*Given passage*:
— START —

Adding to Lewes’ plush accommodations, The Savannah Inn is a 1914 Victorian residence retrofitted into a cozy B&B. Five airy rooms outfitted in contemporary Pottery Barn-esque furnishings, plus flat-screen TVs, DVD players and wi-fi. An in-house massage room ensures that guests need not go too far for pampering. Breakfast cooked up by owner Gina Kaye is enjoyed on the wrap-around porch— or, better yet, in bed. Rooms in season range from $350 to $600 for two nights. 330 Savannah Road, 302-645-0330, http://www.savannahinnlewes.com. —K.B.
Twenty-two years of pizza-making experience go into Michael Gallucio’s eponymous restaurant in Lewes’ Five Points community. Sure, you can order a traditional pomodoro with fresh garlic, Roma tomatoes and basil, but why not sample an Irish pizza with sour cream, potatoes, bacon and cheddar or any number of pasta choices? Settle into the upscale pizzeria’s butter-colored dining room and enjoy a glass of wine as Dean Martin croons “Volare.” 33323 E. Chesapeake St., Village at Five Points, 302-644-9004, http://www.mgallucios.com —M.Z.
>South of the Border
If the restaurant’s name wasn’t proof enough, a quick glance at Agave’s bar confirms owner Chris McKeown’s passion for tequila: 80 tequilas, all 100-percent agave, all hand-selected by the owner. McKeown’s aim for Lewes’ newest Mexican restaurant is authenticity. He studied regional cuisine in Guadalajara and his menu features regional specialties, such as grilled corn slathered in spicy mayo and cheese or jalapenos stuffed with cheese and wrapped in bacon. Photographs of the region grace the walls and the handsome menus covered in rustic fabric with pressed tin inserts are a result of his travels in Mexico. Finding a corner booth and diving into a house-made margarita served in a colorful painted glass is highly recommended. 137 2nd St., 302-645-1232. —M.Z.

— END —

*Data records*:
— START —

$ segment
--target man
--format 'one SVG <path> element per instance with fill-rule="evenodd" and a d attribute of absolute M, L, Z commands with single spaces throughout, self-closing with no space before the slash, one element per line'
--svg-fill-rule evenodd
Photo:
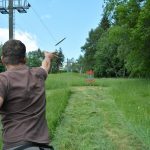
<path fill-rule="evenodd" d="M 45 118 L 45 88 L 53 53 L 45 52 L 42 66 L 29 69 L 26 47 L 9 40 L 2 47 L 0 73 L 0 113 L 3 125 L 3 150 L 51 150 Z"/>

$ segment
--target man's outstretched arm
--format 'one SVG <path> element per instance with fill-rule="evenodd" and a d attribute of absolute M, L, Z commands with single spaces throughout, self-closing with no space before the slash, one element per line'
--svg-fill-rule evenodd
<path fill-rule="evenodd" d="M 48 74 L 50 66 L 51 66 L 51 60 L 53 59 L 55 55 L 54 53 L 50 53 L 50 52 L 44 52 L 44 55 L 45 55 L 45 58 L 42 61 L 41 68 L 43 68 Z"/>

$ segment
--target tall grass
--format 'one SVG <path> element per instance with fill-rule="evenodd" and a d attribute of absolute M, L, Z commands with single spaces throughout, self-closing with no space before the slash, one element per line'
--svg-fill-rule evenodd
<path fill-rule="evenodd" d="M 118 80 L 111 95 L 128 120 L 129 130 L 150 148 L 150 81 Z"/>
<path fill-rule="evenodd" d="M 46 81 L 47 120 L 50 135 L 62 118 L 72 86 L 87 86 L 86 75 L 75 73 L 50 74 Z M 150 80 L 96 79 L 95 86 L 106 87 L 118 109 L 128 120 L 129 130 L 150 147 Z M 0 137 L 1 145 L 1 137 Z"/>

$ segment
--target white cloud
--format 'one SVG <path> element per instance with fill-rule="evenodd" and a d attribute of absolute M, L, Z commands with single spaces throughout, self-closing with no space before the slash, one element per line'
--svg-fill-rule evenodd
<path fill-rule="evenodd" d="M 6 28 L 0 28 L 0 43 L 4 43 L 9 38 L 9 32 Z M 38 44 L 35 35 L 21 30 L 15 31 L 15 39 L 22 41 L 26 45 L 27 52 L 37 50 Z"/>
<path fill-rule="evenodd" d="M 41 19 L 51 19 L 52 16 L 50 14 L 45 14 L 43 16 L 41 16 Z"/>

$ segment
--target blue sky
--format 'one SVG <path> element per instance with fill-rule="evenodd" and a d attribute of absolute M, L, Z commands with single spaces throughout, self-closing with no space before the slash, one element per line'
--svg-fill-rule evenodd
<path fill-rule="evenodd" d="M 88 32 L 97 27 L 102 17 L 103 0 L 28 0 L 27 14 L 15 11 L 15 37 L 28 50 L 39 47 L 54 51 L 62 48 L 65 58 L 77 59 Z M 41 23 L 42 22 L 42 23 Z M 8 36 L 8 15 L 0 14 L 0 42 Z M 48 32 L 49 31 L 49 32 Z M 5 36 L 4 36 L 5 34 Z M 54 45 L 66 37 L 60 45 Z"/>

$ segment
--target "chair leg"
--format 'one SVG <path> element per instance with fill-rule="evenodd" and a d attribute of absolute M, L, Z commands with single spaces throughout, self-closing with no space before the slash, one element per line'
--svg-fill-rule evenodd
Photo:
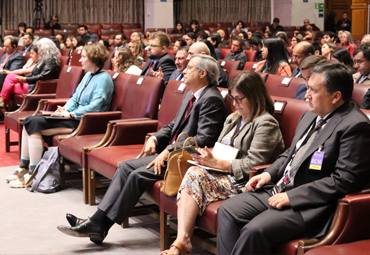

— END —

*Short exercise*:
Duplicate the Lewes lodging and dining text between "Adding to Lewes’" and "302-645-0330, http://www.savannahinnlewes.com. —K.B.", inclusive.

*Exercise solution*:
Adding to Lewes’ plush accommodations, The Savannah Inn is a 1914 Victorian residence retrofitted into a cozy B&B. Five airy rooms outfitted in contemporary Pottery Barn-esque furnishings, plus flat-screen TVs, DVD players and wi-fi. An in-house massage room ensures that guests need not go too far for pampering. Breakfast cooked up by owner Gina Kaye is enjoyed on the wrap-around porch— or, better yet, in bed. Rooms in season range from $350 to $600 for two nights. 330 Savannah Road, 302-645-0330, http://www.savannahinnlewes.com. —K.B.